(Source data)
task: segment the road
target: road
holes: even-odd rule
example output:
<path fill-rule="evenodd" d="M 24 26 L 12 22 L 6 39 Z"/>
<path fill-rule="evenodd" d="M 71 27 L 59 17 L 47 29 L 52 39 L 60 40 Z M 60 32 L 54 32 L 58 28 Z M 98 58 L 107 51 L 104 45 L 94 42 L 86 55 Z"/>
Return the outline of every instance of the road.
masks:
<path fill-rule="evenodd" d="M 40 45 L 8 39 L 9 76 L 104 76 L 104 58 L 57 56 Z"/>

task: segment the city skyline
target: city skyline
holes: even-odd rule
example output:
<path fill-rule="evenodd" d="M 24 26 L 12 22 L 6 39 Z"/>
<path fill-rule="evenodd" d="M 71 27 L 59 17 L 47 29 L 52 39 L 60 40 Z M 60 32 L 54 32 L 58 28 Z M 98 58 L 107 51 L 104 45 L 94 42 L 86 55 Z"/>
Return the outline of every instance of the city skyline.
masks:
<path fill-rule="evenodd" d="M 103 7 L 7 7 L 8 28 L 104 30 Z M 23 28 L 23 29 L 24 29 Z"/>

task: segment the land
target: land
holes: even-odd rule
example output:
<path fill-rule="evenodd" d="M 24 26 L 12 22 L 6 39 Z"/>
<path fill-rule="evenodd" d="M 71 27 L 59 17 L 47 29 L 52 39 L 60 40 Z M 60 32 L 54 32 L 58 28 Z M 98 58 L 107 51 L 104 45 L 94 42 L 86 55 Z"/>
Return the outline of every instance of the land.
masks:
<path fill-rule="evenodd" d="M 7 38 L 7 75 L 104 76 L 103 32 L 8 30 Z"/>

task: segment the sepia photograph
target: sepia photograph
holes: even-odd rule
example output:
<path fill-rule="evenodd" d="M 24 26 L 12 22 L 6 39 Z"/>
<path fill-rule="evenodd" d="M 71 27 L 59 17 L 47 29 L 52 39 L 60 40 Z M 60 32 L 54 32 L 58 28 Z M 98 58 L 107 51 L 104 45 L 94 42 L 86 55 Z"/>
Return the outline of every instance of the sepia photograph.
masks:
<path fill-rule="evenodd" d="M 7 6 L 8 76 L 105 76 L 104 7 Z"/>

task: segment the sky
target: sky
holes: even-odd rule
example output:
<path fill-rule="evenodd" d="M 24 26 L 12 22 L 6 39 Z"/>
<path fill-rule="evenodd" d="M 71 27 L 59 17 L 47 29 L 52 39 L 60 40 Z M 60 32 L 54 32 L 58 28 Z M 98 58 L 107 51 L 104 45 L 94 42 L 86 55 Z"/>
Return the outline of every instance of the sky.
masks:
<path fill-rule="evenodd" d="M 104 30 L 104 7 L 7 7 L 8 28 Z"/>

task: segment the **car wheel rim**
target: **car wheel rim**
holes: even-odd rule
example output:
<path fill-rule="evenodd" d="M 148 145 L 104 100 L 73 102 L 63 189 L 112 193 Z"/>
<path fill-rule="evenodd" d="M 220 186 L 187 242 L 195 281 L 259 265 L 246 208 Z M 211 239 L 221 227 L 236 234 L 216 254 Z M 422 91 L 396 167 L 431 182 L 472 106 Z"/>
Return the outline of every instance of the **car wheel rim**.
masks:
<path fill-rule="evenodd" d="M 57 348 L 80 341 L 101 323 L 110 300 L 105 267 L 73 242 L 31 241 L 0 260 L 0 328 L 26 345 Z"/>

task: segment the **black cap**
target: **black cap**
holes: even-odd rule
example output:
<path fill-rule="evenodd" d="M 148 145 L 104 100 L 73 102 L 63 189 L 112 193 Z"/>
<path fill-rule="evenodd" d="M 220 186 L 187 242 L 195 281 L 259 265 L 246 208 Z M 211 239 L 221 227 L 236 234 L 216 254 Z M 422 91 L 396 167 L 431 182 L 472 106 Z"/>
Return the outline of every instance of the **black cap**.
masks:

### Aim of the exercise
Find every line in the items that contains the word "photograph" and copy each of those lines.

### The output
task: segment the sepia photograph
target: sepia photograph
Return the outline of every instance of the sepia photograph.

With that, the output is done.